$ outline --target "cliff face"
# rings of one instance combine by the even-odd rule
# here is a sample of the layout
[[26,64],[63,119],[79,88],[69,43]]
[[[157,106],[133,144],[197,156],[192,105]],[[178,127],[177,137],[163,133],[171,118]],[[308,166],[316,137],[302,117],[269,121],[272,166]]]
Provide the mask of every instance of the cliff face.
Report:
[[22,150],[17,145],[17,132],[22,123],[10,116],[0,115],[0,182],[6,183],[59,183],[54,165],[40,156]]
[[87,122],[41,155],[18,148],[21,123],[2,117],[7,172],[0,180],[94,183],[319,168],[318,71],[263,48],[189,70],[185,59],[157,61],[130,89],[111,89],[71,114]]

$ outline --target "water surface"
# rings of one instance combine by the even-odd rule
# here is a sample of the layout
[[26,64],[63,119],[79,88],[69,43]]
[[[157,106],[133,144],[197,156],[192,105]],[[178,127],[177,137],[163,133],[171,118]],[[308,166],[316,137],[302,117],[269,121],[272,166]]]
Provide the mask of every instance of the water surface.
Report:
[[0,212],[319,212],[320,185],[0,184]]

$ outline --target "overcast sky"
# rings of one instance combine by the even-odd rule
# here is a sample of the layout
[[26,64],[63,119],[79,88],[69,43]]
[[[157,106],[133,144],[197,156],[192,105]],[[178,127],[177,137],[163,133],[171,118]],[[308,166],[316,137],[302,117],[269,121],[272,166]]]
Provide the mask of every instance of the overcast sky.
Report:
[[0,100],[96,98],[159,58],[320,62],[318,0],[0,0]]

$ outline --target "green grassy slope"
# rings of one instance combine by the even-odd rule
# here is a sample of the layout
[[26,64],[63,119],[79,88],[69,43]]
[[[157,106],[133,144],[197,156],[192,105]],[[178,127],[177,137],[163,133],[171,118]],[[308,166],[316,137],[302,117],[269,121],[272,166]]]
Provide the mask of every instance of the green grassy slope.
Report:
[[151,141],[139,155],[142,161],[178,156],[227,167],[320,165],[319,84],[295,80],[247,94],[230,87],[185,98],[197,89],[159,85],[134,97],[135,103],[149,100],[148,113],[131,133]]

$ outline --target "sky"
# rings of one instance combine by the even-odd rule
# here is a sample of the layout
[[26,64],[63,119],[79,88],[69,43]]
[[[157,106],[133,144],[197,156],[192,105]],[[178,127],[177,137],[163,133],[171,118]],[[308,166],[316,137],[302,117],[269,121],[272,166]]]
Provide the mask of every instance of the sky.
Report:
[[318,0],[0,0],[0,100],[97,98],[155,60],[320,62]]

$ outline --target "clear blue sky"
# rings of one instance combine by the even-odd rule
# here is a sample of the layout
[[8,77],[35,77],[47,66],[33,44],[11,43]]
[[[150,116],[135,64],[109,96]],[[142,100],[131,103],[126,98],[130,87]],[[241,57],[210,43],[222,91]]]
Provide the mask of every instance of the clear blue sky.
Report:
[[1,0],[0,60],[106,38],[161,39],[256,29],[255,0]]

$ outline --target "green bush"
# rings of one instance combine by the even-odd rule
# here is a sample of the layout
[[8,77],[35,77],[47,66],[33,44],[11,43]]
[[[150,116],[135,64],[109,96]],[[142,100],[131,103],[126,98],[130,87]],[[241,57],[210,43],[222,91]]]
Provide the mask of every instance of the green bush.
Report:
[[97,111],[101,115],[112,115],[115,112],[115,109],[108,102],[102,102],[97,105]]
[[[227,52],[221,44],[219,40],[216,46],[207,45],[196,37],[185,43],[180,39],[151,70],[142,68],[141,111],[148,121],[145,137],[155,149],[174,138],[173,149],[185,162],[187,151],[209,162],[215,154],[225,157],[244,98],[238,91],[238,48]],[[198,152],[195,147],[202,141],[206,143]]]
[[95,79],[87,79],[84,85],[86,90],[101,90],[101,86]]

■ ■ ■ ■

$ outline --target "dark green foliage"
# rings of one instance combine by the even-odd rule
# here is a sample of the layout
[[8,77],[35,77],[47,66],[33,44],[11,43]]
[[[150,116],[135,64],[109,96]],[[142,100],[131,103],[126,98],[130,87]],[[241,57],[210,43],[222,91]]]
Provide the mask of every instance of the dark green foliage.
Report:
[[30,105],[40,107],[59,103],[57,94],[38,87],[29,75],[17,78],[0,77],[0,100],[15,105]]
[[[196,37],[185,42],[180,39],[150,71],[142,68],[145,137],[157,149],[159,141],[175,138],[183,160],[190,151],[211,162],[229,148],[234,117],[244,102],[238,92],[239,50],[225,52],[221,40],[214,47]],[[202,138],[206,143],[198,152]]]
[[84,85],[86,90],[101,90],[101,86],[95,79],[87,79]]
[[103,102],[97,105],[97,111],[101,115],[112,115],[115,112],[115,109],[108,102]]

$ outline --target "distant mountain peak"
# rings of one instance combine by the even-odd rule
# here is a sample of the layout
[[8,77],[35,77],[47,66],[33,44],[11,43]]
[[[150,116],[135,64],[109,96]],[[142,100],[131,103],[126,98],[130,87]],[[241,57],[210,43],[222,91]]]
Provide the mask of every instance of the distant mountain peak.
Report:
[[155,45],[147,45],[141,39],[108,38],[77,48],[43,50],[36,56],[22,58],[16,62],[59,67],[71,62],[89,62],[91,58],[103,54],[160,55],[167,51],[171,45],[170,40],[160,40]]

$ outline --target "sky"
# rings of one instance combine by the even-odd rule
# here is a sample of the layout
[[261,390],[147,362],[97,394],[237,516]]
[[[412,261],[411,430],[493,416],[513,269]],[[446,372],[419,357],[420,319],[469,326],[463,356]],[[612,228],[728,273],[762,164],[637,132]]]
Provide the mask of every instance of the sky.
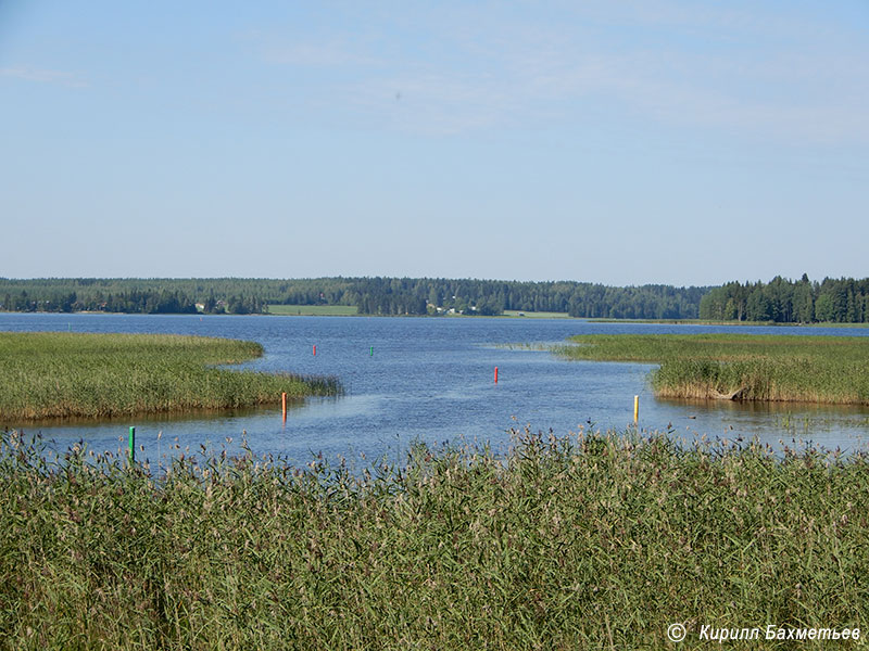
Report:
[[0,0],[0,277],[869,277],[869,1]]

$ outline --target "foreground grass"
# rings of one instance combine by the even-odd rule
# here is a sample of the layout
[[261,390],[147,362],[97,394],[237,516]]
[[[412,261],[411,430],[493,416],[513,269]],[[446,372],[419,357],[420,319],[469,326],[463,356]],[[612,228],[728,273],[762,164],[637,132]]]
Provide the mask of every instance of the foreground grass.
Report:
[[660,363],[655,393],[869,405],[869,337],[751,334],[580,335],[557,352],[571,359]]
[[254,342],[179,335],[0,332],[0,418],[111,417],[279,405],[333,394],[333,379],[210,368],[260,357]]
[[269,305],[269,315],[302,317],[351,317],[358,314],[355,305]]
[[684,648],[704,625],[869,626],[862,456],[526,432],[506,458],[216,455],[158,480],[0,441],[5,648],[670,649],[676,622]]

■ ■ ■ ■

_WORK TO BE COMPLETED:_
Pick out every line of the records that contains the word "distant" and copy each one.

_EXERCISE RESPONSE:_
$ outline --target "distant mountain peak"
Provide the mask of every instance of the distant mountain peak.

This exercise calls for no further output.